[start of Text passage]

Re: Since last week (today) current on my Ryzen box is unstable

From: Gleb Smirnoff <glebius_at_FreeBSD.org>
Date: Sat, 17 Feb 2018 18:35:45 -0800
  Andriy,

On Sun, Feb 18, 2018 at 12:54:21AM +0200, Andriy Gapon wrote:
A> > Today's rebuild has given me uptimes of below an hour, usually.  The box will stay up in single user mode long enough to rebuild world/kernel, but multi-user it is panicking at /usr/src/sys/cddl/contrib/opensolaris/uts/common/fs/zfs/dmu.c:1592
A> > 
A> > The backtrace shows that it gets to this panic from a sendfile() syscall.  The line above is in the middle of a big edit that's part of svn revision 329363.  The tripping assertion seems to suggest that m->valid != 0, for whatever that's worth.
A> 
A> I am doing a bit of an offline investigation with Andrew and it seems that the
A> actual panic message is this:
A> 
A> panic: vm_page_assert_xbusied: page 0xfffff807ebbd8f98 not exclusive busy _at_
A> /usr/src/sys/cddl/contrib/opensolaris/uts/common/fs/zfs/dmu.c:1592
A> 
A> The stack is this:
A> vpanic() at vpanic/frame 0xfffffe00b3c36390
A> dmu_read_pages() at dmu_read_pages+0x535/frame 0xfffffe00b3c36460
A> zfs_freebsd_getpages() at zfs_freebsd_getpages+0x24c/frame 0xfffffe00b3c36510
A> VOP_GETPAGES_APV() at VOP_GETPAGES_APV+0xd9/frame 0xfffffe00b3c36540
A> vop_stdgetpages_async() at vop_stdgetpages_async+0x49/frame 0xfffffe00b3c36590
A> VOP_GETPAGES_ASYNC_APV() at VOP_GETPAGES_ASYNC_APV+0xd9/frame 0xfffffe00b3c365c0
A> vnode_pager_getpages_async() at vnode_pager_getpages_async+0x81/frame
A> 0xfffffe00b3c36650
A> vn_sendfile() at vn_sendfile+0xe70/frame 0xfffffe00b3c368e0
A> sendfile() at sendfile+0x149/frame 0xfffffe00b3c36980
A> amd64_syscall() at amd64_syscall+0x79b/frame 0xfffffe00b3c36ab0
A> fast_syscall_common() at fast_syscall_common+0x101/frame 0x7fffffffdb00
A> 
A> I looked at sendfile_swapin() code and it seems that it uses the pager API in an
A> undocumented way.  Specifically, it inserts bogus_page into the array of
A> requested pages.  For starters, bogus_page is not busied and VOP_GETPAGES is
A> documented to have all requested pages exclusively busied.  Second, I always had
A> an impression that bogus_page is an implementation detail of the unified buffer
A> / page cache and that other code need not be aware of it.

[end of Text passage]
[start of Data shown]

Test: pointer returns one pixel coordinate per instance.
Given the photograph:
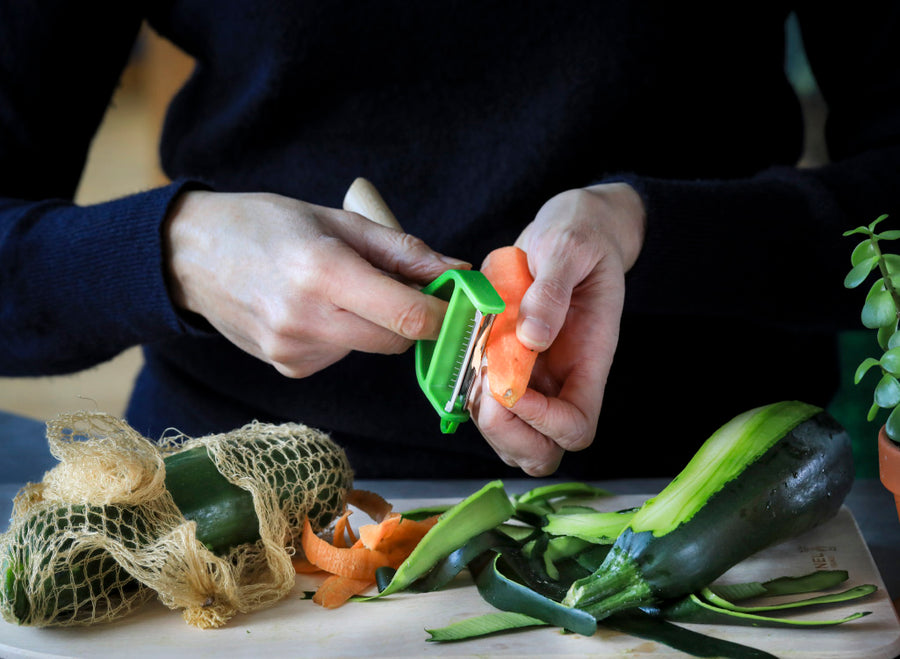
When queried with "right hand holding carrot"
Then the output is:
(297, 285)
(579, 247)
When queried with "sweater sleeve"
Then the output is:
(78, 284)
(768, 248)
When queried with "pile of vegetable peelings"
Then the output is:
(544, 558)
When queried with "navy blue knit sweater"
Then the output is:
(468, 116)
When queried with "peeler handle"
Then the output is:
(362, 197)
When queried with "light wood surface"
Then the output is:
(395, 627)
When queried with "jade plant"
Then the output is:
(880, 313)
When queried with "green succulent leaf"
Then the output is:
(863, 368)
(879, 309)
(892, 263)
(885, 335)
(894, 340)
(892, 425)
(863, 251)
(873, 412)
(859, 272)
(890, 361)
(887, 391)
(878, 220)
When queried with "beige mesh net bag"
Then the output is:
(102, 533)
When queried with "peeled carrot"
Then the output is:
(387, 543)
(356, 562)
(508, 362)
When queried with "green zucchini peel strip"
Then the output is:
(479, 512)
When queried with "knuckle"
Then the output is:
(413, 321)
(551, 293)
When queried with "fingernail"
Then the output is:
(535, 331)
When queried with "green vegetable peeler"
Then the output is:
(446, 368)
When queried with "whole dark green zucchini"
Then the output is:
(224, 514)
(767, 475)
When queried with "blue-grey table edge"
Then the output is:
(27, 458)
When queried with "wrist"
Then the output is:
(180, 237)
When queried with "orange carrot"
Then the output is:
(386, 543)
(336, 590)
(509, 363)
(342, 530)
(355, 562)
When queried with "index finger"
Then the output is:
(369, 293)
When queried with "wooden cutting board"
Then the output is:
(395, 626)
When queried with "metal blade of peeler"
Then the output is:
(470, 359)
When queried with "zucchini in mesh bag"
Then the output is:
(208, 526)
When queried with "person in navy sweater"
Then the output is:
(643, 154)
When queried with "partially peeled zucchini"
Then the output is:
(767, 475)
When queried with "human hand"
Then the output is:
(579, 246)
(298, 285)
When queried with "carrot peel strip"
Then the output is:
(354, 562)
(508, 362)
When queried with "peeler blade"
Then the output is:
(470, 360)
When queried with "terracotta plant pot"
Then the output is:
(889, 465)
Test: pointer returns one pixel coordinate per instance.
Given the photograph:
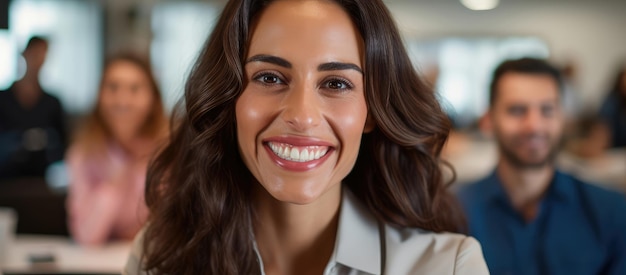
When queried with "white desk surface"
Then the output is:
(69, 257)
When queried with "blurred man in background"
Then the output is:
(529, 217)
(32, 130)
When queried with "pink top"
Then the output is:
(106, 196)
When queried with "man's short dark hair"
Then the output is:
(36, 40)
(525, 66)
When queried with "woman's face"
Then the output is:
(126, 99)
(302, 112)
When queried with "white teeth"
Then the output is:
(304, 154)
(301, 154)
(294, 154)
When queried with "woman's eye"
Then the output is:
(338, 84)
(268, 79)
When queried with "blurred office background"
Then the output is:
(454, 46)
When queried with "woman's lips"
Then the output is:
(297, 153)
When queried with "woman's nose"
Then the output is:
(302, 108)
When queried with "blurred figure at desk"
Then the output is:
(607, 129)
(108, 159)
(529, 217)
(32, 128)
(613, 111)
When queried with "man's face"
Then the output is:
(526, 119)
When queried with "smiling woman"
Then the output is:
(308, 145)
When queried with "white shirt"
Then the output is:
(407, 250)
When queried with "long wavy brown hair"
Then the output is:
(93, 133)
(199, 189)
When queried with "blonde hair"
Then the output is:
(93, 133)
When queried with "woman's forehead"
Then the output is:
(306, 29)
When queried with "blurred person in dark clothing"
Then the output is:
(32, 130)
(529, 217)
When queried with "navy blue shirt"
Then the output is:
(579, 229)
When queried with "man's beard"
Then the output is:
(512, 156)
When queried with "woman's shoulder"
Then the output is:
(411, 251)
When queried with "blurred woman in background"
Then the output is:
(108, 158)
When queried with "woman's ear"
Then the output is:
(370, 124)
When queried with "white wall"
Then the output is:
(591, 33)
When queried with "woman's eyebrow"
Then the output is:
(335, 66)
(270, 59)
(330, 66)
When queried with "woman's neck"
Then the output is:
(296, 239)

[end of Data shown]

**Required work**
(a) Transcribe the part of the mailing list reply about the panic on the Ryzen box between "Re: Since last" and "whatever that's worth.", inclusive.
(b) Show every line of the records that contains the string "peeled", matching case exactly.

**Expected outputs**
(a)
Re: Since last week (today) current on my Ryzen box is unstable

From: Gleb Smirnoff <glebius_at_FreeBSD.org>
Date: Sat, 17 Feb 2018 18:35:45 -0800
  Andriy,

On Sun, Feb 18, 2018 at 12:54:21AM +0200, Andriy Gapon wrote:
A> > Today's rebuild has given me uptimes of below an hour, usually.  The box will stay up in single user mode long enough to rebuild world/kernel, but multi-user it is panicking at /usr/src/sys/cddl/contrib/opensolaris/uts/common/fs/zfs/dmu.c:1592
A> > 
A> > The backtrace shows that it gets to this panic from a sendfile() syscall.  The line above is in the middle of a big edit that's part of svn revision 329363.  The tripping assertion seems to suggest that m->valid != 0, for whatever that's worth.

(b)
When queried with "peeled carrot"
When queried with "partially peeled zucchini"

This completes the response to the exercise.